**Stored data:**

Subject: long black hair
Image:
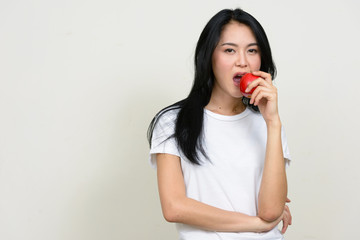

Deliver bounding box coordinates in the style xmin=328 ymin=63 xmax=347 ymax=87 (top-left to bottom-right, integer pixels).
xmin=147 ymin=9 xmax=276 ymax=165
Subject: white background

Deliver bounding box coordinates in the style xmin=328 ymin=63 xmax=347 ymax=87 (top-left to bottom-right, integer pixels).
xmin=0 ymin=0 xmax=360 ymax=240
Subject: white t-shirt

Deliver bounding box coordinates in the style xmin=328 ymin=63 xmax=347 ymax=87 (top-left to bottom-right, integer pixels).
xmin=150 ymin=108 xmax=290 ymax=240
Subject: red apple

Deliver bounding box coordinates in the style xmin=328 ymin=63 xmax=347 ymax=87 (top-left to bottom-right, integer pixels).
xmin=240 ymin=73 xmax=259 ymax=98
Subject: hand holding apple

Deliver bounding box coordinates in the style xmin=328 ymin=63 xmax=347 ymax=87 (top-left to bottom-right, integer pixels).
xmin=240 ymin=73 xmax=259 ymax=98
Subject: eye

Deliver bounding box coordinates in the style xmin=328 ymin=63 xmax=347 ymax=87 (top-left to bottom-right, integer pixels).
xmin=225 ymin=48 xmax=235 ymax=53
xmin=248 ymin=48 xmax=258 ymax=54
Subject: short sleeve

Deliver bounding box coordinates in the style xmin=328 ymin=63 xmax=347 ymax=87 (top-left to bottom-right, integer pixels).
xmin=281 ymin=127 xmax=291 ymax=167
xmin=149 ymin=110 xmax=180 ymax=168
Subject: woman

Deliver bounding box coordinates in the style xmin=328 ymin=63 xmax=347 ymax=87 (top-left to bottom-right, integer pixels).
xmin=148 ymin=9 xmax=291 ymax=240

**Instructions to follow:** Please rescale the lines starting at the one containing "Subject: woman" and ending at the end of the records. Write them out again with the requests included, multiplying each bounding box coordinate in the answers by 1.05 and rounding it to a whole number, with halves rounded up.

**Exercise result:**
Subject: woman

Deliver bounding box coordinates in the style xmin=328 ymin=63 xmax=347 ymax=87 (top-left to bottom-right, integer pixels).
xmin=155 ymin=9 xmax=306 ymax=252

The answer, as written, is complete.